I started out this article as a blog, beware…what I ended up with is a manifesto.

You surely read it or heard about it last year-you know, the book Lean In , Women, Work and the Will to Lead, authored by the reigning Chief Operating Officer at Facebook, Sheryl Sandberg, an accomplished executive with mounting accolades to her name including a place among Time’s 100 Most Influential People in the World. She’s a mother of two and a first time author with this new work. Her book opens by using facts and figures to frame the status of women in the workplace and women’s education. Here’s one of note: As females, we now earn more than 50 percent of the undergraduate diplomas in the U.S. and nearly 60 percent of the graduate degrees. So armed, we enter the workforce earning as many solid entry-level roles as men. We begin to move up and we begin to excel. Somewhere, though, we quit. The number of women in the workplace is declining for the first time in a generation. We’re educated, we’re ambitious, and we’re dropouts. Top companies today are not run by more women now than in the previous decade, Sandberg says. She adds that “a meager twenty-one of the Fortune 500 CEO’s are women. Women hold 14 percent of executive officer positions, 17 percent of board seats, and constitute 18 percent of our elected congressional officials.”

“We’re educated, we’re ambitious, and we’re dropouts.”

Extracted data –

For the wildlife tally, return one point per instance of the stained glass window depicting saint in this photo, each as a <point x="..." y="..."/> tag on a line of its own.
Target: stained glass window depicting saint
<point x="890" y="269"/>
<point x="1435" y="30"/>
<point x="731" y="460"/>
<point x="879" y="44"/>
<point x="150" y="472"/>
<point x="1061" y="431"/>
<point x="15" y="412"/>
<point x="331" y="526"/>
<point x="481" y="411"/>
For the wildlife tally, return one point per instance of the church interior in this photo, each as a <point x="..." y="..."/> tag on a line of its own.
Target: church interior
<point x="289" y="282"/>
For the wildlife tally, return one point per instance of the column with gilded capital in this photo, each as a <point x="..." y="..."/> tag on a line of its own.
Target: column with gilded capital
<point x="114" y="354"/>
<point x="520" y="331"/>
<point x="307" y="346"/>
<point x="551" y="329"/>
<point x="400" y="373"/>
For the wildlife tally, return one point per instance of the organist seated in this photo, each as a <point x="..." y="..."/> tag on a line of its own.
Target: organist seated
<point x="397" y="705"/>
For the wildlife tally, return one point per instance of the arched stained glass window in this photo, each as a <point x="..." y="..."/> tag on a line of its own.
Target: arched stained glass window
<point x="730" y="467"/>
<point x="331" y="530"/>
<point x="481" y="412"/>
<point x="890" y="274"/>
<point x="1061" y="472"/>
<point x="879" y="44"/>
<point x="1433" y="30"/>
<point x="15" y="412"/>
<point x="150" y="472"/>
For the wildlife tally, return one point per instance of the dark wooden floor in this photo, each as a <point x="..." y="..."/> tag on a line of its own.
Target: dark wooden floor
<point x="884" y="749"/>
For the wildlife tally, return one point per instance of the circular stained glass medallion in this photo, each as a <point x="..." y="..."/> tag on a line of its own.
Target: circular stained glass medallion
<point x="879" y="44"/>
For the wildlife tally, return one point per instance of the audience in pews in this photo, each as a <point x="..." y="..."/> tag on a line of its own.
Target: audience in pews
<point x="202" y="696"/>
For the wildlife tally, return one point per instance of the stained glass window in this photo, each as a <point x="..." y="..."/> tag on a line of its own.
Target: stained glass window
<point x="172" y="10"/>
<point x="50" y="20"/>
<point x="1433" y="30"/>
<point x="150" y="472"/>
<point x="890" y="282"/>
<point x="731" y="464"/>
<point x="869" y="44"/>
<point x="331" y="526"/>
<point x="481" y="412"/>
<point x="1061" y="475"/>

The tasks –
1) Answer these questions from the text about the book Lean In, one per line:
(a) What position does Sheryl Sandberg hold at Facebook?
(b) What share of graduate degrees in the U.S. do women earn, according to the book?
(c) How many of the Fortune 500 CEOs are women, as Sandberg states?
2) Count the lines of the records that contain the word "wooden". Give only the number.

The replies –
1)
(a) Chief Operating Officer
(b) Nearly 60 percent
(c) Twenty-one

2) 2